Format each of the following rows as a JSON list of strings, with one string per line and any blank lines omitted.

**Data extract**

____

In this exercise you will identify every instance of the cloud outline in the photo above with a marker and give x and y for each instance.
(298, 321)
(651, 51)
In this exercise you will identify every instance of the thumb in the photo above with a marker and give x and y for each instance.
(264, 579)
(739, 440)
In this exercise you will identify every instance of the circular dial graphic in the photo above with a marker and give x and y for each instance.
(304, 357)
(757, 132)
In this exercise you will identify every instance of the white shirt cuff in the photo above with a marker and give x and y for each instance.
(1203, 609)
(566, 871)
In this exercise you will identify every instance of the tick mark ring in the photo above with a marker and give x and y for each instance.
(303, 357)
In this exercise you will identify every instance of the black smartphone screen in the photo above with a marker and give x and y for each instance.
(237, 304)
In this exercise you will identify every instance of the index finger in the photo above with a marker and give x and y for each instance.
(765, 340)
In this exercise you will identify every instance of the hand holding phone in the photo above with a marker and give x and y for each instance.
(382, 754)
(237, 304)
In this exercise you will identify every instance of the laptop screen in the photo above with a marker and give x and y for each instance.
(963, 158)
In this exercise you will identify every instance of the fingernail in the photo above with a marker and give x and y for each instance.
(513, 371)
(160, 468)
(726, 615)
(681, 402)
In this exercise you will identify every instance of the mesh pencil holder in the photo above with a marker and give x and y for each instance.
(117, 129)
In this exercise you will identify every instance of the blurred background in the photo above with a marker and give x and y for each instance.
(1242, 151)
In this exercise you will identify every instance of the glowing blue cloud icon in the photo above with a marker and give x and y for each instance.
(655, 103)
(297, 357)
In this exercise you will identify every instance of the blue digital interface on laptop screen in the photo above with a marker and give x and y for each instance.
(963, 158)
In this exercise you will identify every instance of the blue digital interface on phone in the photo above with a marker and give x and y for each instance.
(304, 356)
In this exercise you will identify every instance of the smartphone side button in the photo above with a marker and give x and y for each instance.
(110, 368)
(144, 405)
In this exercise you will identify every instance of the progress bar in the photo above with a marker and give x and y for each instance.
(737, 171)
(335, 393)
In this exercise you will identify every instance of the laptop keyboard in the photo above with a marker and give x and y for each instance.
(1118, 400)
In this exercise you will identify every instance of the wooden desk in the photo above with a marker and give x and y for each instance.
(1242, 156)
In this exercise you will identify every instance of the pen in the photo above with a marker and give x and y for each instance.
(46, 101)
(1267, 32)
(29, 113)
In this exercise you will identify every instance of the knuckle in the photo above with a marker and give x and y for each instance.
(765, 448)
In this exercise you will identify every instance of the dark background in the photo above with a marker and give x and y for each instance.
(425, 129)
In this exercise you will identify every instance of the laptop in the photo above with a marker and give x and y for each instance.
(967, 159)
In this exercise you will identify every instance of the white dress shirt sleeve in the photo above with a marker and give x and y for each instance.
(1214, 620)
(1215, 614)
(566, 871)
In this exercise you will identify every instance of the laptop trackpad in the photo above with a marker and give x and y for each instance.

____

**Solution to this problem**
[
  "In this exercise you will identify every instance of the cloud outline in the photo above with a marker and give x and y for each instance.",
  "(298, 321)",
  "(651, 51)",
  "In this exercise you will identify every instance of the thumb in the photo above with a marker and give x and y for each instance.",
  "(264, 579)",
  "(739, 440)",
  "In this exercise you will identify every instance of the circular dial graphic in the photo above with a marker and give x and y for each instance.",
  "(304, 357)",
  "(757, 132)",
  "In this exercise you will identify every instance of the white shirt cuff in the photo above with a marker and give x and y for each instance.",
  "(1203, 609)",
  "(566, 871)",
  "In this exercise you will identify every instance of the tick mark ring in the photo above with a marker and give x and y for each instance.",
  "(303, 357)",
  "In this exercise you will identify every instance of the black smartphone screen in the photo above with a marker and give x and y for each instance.",
  "(237, 304)",
  "In this exercise you will identify every instance of the index finger in the photo above with a marker and give x and y for each instance.",
  "(765, 340)",
  "In this exercise you will identify every instance of the hand holding phone in the photo above with a marker and give x and y for each instance.",
  "(382, 754)",
  "(237, 304)",
  "In this exercise you will identify every instance of the laptop screen in the photo above with a marker and give x and y for each instance.",
  "(963, 158)",
  "In this exercise you will identify every instance of the fingernail in the photo above with a marker and give x and y for each instance.",
  "(513, 371)",
  "(160, 468)",
  "(726, 615)",
  "(681, 402)",
  "In this exercise you will identify every instance of the mesh pencil holder in the photo above with a marker and give x and y for each instance.",
  "(117, 129)",
  "In this exercise you will identify every instance of the blurred background in the photo above with a marker and give x and y for each instance.",
  "(1242, 151)",
  "In this exercise you will identify every instance of the glowing blue cloud icon in the photo above with a marker and give x and y for each instance.",
  "(655, 103)",
  "(297, 357)",
  "In this exercise you will identify every instance of the blue digital interface on laptop screen in the photo above with a marker and give x and y for each instance.",
  "(963, 158)",
  "In this exercise you will identify every instance of the blue digital interface on phone in the photo above with a marker and give x and y for each instance.",
  "(304, 356)",
  "In this exercise you will identify every instance of the smartphone side button in the photo above with a marker and give x and y for each instance.",
  "(110, 368)",
  "(144, 405)",
  "In this exercise you will identify every instance of the progress bar in the photo above with a marker and give x and y for each instance.",
  "(737, 171)",
  "(335, 393)",
  "In this exercise you will identify every instance of the laptop keyboard in the photo above with a marker and give x and y for each instance.",
  "(1118, 400)",
  "In this exercise you will identify every instance of the wooden desk in the photo above with a marker and give x and y for each instance.",
  "(1242, 156)",
  "In this exercise you will identify every instance of the pen in the photo above with a marker and give x and y for each instance.",
  "(46, 101)",
  "(1267, 32)",
  "(29, 113)",
  "In this exercise you will identify every instance of the knuckle in the photo above with a marker and give x and y for each instance.",
  "(765, 448)",
  "In this exercise you will identify every instance of the dark background in the photo above with a marker and give x and y for each instance.",
  "(425, 129)",
  "In this exercise you will identify every instance of the laptop in the photo above with a marker and give x and y for each instance.",
  "(967, 159)",
  "In this exercise you will identify every instance of the white dress shirt sleeve in the photo above with a marker and give x and y for each instance.",
  "(1214, 620)",
  "(1215, 614)",
  "(566, 871)",
  "In this exercise you will identify every instance of the laptop trackpad in the photo above with a marker and give x and y for each instance."
]